Every entry here needs to be repeated exactly.

## Listing
______________________________
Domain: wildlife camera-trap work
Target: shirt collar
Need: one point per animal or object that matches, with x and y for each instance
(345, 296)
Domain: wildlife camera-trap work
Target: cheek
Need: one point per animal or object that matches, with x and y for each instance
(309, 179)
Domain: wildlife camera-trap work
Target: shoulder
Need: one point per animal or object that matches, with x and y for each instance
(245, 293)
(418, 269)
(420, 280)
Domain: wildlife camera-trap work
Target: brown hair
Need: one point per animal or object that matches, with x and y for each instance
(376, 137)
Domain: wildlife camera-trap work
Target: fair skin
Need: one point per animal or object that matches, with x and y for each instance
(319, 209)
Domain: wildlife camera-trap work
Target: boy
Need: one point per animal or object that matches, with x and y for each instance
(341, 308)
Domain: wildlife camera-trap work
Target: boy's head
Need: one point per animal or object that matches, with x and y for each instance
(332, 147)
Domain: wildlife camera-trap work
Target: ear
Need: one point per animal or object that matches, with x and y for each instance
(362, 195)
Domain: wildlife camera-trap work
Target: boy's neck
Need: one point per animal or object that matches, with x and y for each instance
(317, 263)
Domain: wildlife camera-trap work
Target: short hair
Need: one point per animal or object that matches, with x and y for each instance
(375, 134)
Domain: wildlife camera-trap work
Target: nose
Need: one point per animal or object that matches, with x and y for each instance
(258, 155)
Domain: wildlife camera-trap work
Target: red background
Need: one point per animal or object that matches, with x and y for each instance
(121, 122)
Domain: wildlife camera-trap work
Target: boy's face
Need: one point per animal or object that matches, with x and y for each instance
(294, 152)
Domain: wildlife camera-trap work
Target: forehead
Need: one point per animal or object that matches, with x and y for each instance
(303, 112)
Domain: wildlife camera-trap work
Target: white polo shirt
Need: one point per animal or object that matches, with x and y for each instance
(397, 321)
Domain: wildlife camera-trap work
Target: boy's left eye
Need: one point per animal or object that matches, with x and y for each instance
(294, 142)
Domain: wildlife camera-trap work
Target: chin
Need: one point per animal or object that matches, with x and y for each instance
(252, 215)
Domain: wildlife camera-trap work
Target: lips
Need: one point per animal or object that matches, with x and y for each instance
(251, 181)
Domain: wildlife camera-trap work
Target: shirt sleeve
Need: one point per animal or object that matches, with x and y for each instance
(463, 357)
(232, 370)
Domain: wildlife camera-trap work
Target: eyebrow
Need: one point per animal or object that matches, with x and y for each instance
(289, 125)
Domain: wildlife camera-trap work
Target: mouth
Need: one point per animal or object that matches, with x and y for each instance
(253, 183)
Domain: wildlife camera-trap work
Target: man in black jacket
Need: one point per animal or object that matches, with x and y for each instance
______________________________
## Result of this exercise
Domain: wildlife camera-trap work
Target: shirt collar
Need: one point per animal or object that matches, with x and y for each instance
(345, 296)
Domain: wildlife camera-trap work
Target: cheek
Need: one point per animal or object that matches, with x and y for each instance
(309, 179)
Domain: wildlife camera-trap work
Target: shoulder
Need: one point per animal or object that matches, with x and y for each instance
(245, 293)
(418, 269)
(420, 280)
Domain: wildlife camera-trap work
Target: brown hair
Need: one point per animal or object that matches, with x and y for each instance
(376, 137)
Domain: wildlife camera-trap work
Target: fair skin
Need: one point per animal or object that matches, with x and y for each instance
(319, 209)
Domain: wildlife camera-trap work
Target: boy
Need: one point per animal or object that matches, with x and y for each instance
(341, 308)
Domain: wildlife camera-trap work
Target: boy's head
Need: one point per animal or object that matches, with x and y for each instance
(332, 147)
Domain: wildlife camera-trap work
Target: ear
Need: one point per animal or object that matches, with x and y for each instance
(362, 195)
Domain: wildlife camera-trap work
Target: boy's neck
Need: one point per animal or object that matches, with x and y for each instance
(317, 263)
Domain: wildlife camera-trap work
Target: short hair
Need: one point per animal or object that matches, with x and y for each instance
(375, 134)
Domain: wildlife camera-trap work
Target: nose
Need: one point per animal or object that matches, with x and y for each instance
(258, 155)
Domain: wildlife camera-trap work
Target: red background
Need: one point per animal or object that matches, with x and y for each instance
(121, 122)
Domain: wildlife camera-trap work
Target: boy's face
Need: one point per animal or object that matches, with x and y for each instance
(294, 152)
Domain: wildlife camera-trap work
Target: forehead
Need: one point per animal or object that matches, with x and y for each instance
(303, 112)
Domain: wildlife camera-trap work
Target: white polo shirt
Need: one point per animal or object that matches, with x and y for each instance
(397, 321)
Domain: wildlife camera-trap work
Target: boy's left eye
Need: one point per animal or object that matches, with x and y for each instance
(294, 142)
Domain: wildlife camera-trap work
Target: chin
Need: one point per animal or object that matches, with x and y for each instance
(252, 215)
Domain: wildlife camera-trap work
Target: lips
Need: one point per animal or object that matches, with x and y for each instance
(251, 181)
Domain: wildlife camera-trap work
Target: shirt sleeve
Need: one point per animal or object that matches, with x and y for each instance
(463, 357)
(232, 370)
Domain: wildlife camera-trap work
Target: eyebrow
Need: one point per animal or object that matches, with x and y for each instance
(289, 125)
Domain: wildlife camera-trap work
Target: mouth
Need: one point per animal or object that matches, with x and y for each instance
(253, 183)
Domain: wildlife camera-trap work
Target: man in black jacket
Need: one point per animal or object that matches, with x and y for each instance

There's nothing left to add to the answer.